--- Exercise requirements ---
Copy out everything in the material from the line containing "Put a marker on each instance of the grey horse's hoof" down to its end, requests included, adding 143 to every coordinate in the answers.

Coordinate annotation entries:
☆ ☆ ☆ ☆ ☆
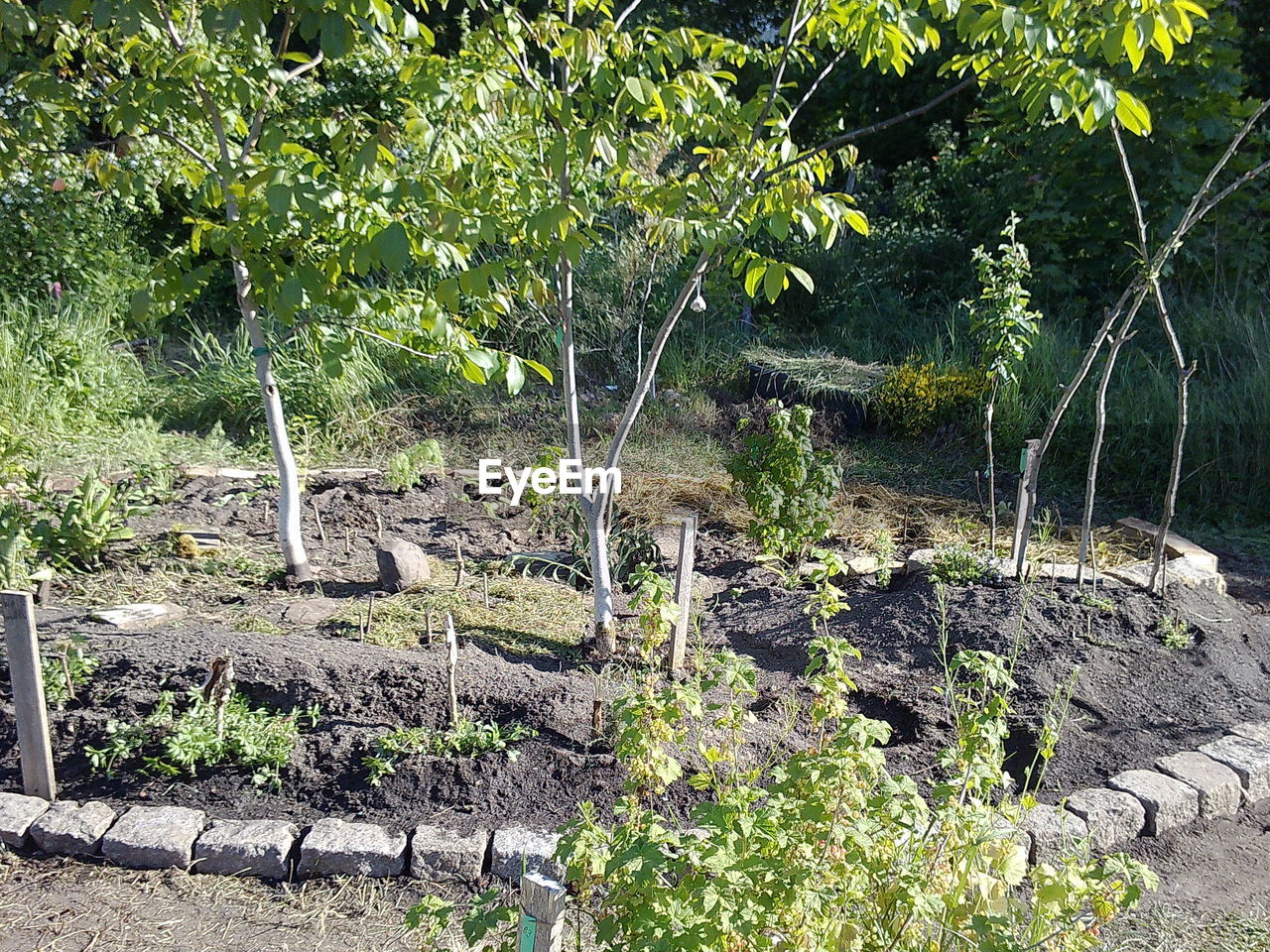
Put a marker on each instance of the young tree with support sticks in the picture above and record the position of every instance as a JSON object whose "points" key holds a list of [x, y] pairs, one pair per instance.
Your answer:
{"points": [[597, 95]]}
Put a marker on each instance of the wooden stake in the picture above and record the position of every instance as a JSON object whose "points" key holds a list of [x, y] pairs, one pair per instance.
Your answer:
{"points": [[1024, 504], [684, 593], [543, 902], [35, 749], [452, 674]]}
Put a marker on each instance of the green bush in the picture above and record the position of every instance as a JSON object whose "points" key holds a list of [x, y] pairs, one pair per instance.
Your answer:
{"points": [[788, 485]]}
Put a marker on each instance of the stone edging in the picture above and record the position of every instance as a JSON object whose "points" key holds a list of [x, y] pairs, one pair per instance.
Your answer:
{"points": [[176, 837], [1207, 783], [1211, 782]]}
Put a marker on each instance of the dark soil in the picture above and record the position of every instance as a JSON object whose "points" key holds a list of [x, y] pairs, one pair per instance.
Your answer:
{"points": [[1133, 697]]}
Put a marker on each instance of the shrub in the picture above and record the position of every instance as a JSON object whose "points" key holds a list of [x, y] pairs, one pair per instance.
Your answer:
{"points": [[960, 565], [203, 735], [788, 485], [917, 398]]}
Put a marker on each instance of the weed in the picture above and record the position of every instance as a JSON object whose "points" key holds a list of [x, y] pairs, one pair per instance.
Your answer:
{"points": [[1175, 633], [465, 739], [203, 735], [409, 467], [788, 485], [66, 669], [960, 565]]}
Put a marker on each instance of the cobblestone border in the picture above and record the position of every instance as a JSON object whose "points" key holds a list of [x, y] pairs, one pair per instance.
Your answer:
{"points": [[1211, 782]]}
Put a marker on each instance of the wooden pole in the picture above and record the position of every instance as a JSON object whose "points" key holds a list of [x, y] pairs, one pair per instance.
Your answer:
{"points": [[452, 673], [28, 694], [1024, 504], [543, 902], [684, 593]]}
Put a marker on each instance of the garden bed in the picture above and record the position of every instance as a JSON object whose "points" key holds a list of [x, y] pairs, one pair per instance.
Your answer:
{"points": [[521, 660]]}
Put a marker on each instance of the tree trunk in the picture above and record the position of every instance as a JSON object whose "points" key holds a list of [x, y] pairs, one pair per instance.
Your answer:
{"points": [[1091, 479], [299, 570]]}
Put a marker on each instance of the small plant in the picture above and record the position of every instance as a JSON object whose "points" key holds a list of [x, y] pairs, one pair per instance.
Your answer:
{"points": [[465, 739], [788, 485], [214, 728], [883, 547], [66, 669], [1175, 633], [409, 467], [658, 611], [960, 565]]}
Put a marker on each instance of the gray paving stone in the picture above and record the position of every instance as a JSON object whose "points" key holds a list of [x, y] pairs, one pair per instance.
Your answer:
{"points": [[1248, 760], [154, 837], [1169, 802], [1111, 816], [1056, 833], [444, 856], [246, 848], [520, 848], [1254, 730], [17, 814], [334, 847], [1218, 785], [72, 829]]}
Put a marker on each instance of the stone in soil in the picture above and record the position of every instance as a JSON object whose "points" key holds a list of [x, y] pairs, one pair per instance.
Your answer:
{"points": [[403, 565], [139, 616], [17, 814], [154, 837], [1254, 730], [444, 856], [246, 848], [1248, 760], [334, 847], [1055, 833], [72, 829], [1169, 802], [1112, 817], [521, 849], [1216, 784]]}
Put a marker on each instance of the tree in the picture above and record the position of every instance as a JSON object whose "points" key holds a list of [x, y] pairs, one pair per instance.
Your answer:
{"points": [[314, 206], [1005, 327], [597, 94]]}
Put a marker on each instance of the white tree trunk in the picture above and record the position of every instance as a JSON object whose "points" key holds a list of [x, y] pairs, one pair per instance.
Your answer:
{"points": [[299, 570]]}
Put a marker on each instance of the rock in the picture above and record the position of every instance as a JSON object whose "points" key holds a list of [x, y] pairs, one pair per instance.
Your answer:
{"points": [[154, 838], [1056, 833], [920, 560], [1248, 760], [518, 849], [403, 565], [1169, 802], [1178, 571], [139, 616], [864, 565], [1175, 546], [1254, 730], [312, 612], [1216, 784], [17, 814], [1111, 816], [246, 848], [334, 847], [70, 829], [444, 856]]}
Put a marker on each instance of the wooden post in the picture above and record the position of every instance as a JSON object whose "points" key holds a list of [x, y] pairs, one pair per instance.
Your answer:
{"points": [[684, 592], [543, 901], [452, 673], [1029, 468], [28, 694]]}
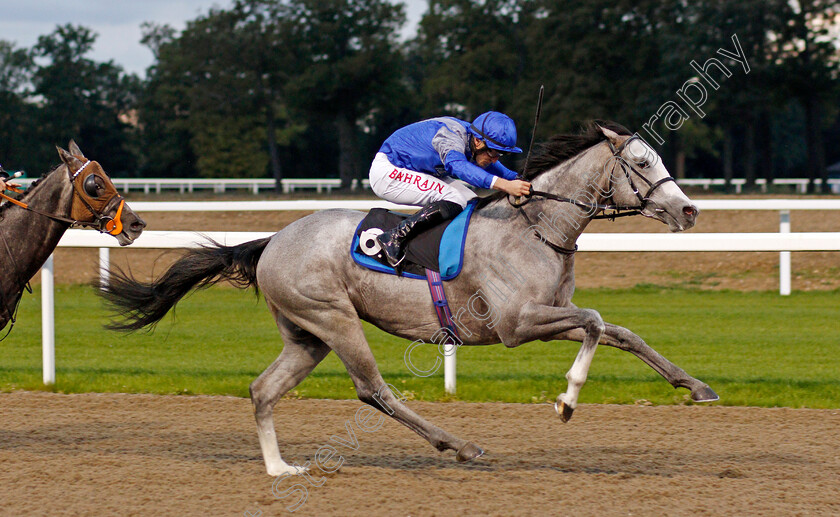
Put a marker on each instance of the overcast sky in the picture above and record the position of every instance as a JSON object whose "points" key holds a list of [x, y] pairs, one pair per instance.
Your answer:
{"points": [[117, 22]]}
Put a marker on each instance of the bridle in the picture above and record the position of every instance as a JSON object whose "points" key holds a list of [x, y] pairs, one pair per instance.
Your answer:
{"points": [[592, 208], [616, 210], [85, 191]]}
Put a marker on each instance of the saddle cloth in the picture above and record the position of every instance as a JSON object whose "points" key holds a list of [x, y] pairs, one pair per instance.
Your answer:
{"points": [[440, 249]]}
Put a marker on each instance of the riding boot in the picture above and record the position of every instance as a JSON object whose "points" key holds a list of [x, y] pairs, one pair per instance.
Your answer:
{"points": [[393, 241]]}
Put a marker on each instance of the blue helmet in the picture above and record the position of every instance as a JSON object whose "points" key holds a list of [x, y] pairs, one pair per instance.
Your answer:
{"points": [[497, 130]]}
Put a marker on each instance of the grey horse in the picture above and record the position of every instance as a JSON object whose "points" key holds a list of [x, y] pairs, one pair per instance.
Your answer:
{"points": [[76, 192], [517, 283]]}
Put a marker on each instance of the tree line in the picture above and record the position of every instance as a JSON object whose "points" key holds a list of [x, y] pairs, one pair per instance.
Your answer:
{"points": [[310, 88]]}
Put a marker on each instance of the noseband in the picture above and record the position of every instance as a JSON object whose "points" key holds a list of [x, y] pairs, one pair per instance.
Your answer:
{"points": [[616, 210]]}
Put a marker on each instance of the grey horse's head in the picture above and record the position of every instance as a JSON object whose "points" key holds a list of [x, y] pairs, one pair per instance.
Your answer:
{"points": [[645, 180]]}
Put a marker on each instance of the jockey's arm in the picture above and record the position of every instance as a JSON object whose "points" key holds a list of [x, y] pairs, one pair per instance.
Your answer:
{"points": [[508, 181], [458, 165]]}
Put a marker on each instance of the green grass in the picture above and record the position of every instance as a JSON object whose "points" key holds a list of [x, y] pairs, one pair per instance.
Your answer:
{"points": [[754, 348]]}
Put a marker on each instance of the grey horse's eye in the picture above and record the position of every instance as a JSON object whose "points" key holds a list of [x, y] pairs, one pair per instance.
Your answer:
{"points": [[90, 186]]}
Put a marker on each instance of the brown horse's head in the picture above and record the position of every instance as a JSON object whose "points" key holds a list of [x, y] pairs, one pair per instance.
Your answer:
{"points": [[96, 200]]}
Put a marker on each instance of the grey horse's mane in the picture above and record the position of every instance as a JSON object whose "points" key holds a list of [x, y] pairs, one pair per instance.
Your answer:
{"points": [[35, 183], [560, 148]]}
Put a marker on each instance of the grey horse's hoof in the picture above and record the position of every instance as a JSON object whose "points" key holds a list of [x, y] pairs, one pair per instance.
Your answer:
{"points": [[564, 411], [469, 452], [704, 394]]}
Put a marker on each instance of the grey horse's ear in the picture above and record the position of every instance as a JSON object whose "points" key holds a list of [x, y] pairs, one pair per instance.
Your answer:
{"points": [[611, 135], [74, 149], [69, 160]]}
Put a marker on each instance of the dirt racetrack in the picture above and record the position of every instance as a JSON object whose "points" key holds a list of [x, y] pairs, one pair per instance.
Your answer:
☆ ☆ ☆ ☆ ☆
--- Solution for this task ---
Put a marker on each instance of the grey horse's hoof in the picture above and record the position of every instance as a JSON object whose "points" key holds a list of [x, y] pairs, one pair per instance.
Your answer:
{"points": [[707, 554], [612, 595], [847, 537]]}
Put a marker on each instance of the grey horse's ear in the picture above and record the position of every instance as a JSON object whose "points" key holds a list of [x, y] pairs, one pair per instance.
Your answer:
{"points": [[754, 278], [217, 292], [212, 303]]}
Put a marker on each instance of the dirt racetrack in the picture above and record the position of every instance as a JSON object whose "points" key holds a list of [x, y] pairs, one pair per instance.
Your answer:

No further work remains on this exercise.